┌─ Information provided
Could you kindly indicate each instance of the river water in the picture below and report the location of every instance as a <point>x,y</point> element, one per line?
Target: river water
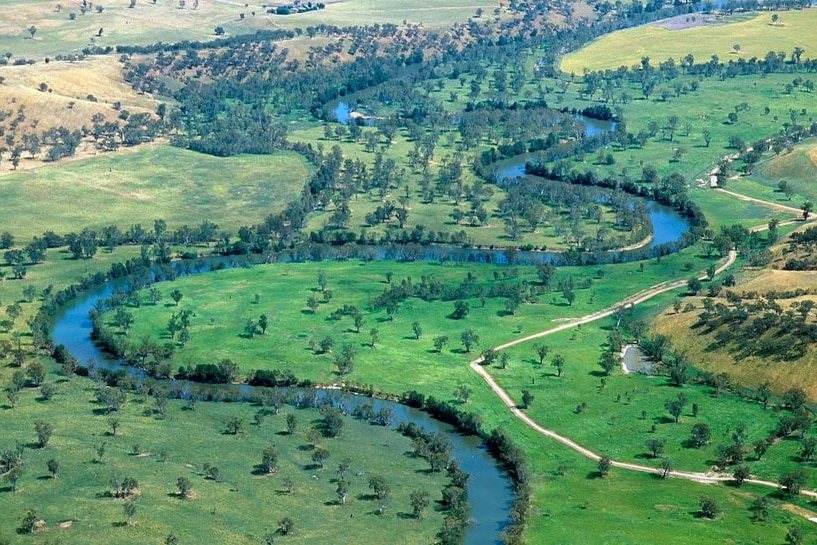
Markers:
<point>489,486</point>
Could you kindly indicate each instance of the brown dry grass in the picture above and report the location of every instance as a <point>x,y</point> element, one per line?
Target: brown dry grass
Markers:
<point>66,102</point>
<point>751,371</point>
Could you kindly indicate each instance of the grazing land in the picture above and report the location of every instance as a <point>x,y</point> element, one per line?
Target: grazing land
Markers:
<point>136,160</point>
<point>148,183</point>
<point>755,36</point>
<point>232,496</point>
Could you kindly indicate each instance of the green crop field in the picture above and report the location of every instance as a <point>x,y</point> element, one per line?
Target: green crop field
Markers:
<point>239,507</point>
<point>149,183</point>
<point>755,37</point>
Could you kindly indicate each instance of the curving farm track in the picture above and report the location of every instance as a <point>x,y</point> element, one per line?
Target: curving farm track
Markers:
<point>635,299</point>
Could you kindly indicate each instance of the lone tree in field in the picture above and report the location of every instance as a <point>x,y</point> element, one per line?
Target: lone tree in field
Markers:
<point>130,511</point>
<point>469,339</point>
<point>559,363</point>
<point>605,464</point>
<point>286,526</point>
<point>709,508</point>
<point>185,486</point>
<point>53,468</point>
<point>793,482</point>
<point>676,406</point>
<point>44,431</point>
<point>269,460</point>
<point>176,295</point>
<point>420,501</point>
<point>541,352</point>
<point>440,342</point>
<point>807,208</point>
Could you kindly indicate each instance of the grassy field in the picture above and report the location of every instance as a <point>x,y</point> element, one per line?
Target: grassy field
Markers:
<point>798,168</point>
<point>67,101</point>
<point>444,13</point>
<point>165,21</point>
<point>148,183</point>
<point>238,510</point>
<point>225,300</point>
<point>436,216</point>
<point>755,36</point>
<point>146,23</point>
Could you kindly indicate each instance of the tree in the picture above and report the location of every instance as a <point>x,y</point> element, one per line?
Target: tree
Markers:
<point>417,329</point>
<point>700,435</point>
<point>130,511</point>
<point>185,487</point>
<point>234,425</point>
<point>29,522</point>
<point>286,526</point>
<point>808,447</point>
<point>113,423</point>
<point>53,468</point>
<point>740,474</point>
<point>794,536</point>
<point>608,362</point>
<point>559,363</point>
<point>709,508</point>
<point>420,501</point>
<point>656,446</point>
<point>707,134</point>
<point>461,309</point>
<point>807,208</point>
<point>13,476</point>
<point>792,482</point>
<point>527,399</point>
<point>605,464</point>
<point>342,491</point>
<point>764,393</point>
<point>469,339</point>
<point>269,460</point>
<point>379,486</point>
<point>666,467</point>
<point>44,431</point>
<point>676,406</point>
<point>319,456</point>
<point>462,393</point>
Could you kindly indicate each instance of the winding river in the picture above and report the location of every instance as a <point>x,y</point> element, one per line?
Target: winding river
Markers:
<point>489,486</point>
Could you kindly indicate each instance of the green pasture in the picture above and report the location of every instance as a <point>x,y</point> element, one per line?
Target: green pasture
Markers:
└─
What you should do -
Switch every "Markers" in the data above to "Locations", keeping everything else the same, and leave the pictures out of your answer.

Exercise result -
Could you kindly indicate each instance of the river water in the picture below and report the location of every instance as a <point>x,y</point> element, one per line?
Target: river water
Locations:
<point>489,486</point>
Could you kindly indicate each instance of the brown dry grass in the picture above and report the location of every instance as a <point>x,y</point> element, one per line?
Target: brown dry grass
Locations:
<point>66,102</point>
<point>751,371</point>
Could you kindly indicate each instance of the grazing land in the picture above and report the location of every instance as a <point>x,y</point> element, one per line?
Target: grazing land
Locations:
<point>136,160</point>
<point>148,183</point>
<point>755,36</point>
<point>232,496</point>
Could you kindly indicate each instance of the green crop field in the picture above and report the location of every instance as a <point>x,y</point> element, one per line?
Target: green crop field
Locations:
<point>239,507</point>
<point>149,183</point>
<point>755,37</point>
Could you kindly indicate each instance of the curving farm track in the picture above and report the location of every instance as a <point>x,y</point> element, one per line?
Target: curving farm track
Locations:
<point>635,299</point>
Could you kindly indicate each instance of the lone tree in field in the picture above and report the location of every instance as a <point>x,y</point> element, one per line?
Target: lone tree in field
Locations:
<point>130,511</point>
<point>469,339</point>
<point>559,363</point>
<point>605,464</point>
<point>286,526</point>
<point>709,508</point>
<point>185,486</point>
<point>53,468</point>
<point>793,482</point>
<point>676,406</point>
<point>44,431</point>
<point>269,460</point>
<point>176,295</point>
<point>420,501</point>
<point>541,352</point>
<point>440,342</point>
<point>807,208</point>
Could you kindly indicate each instance of the grassy field in the picture above and report the location of every instance as a <point>x,y</point> element, one per line?
Target: grassy field
Locations:
<point>798,168</point>
<point>67,101</point>
<point>444,13</point>
<point>165,21</point>
<point>148,183</point>
<point>238,510</point>
<point>225,300</point>
<point>436,216</point>
<point>755,36</point>
<point>146,23</point>
Could you kindly indicate each instance of the tree in the picture above and report the location of every instance as a <point>x,y</point> element, one per line?
Target: tree
Locations:
<point>417,329</point>
<point>700,435</point>
<point>130,511</point>
<point>185,487</point>
<point>234,425</point>
<point>29,522</point>
<point>286,526</point>
<point>808,447</point>
<point>113,423</point>
<point>53,468</point>
<point>740,474</point>
<point>794,536</point>
<point>608,362</point>
<point>559,363</point>
<point>709,508</point>
<point>420,501</point>
<point>656,446</point>
<point>707,134</point>
<point>461,309</point>
<point>807,208</point>
<point>13,476</point>
<point>792,482</point>
<point>527,399</point>
<point>605,464</point>
<point>342,491</point>
<point>764,393</point>
<point>469,339</point>
<point>269,460</point>
<point>379,486</point>
<point>666,467</point>
<point>44,431</point>
<point>676,406</point>
<point>319,456</point>
<point>462,393</point>
Could you kindly indicate each instance of the winding river in the picture above and report the location of every instance as a <point>x,y</point> element, one per line?
Target: winding river
Locations:
<point>489,486</point>
Could you kindly indicate each instance of the green pasture in the picture above and report the location of every instance as a <point>x,y</point> element, one per line?
Target: green pasture
Locations:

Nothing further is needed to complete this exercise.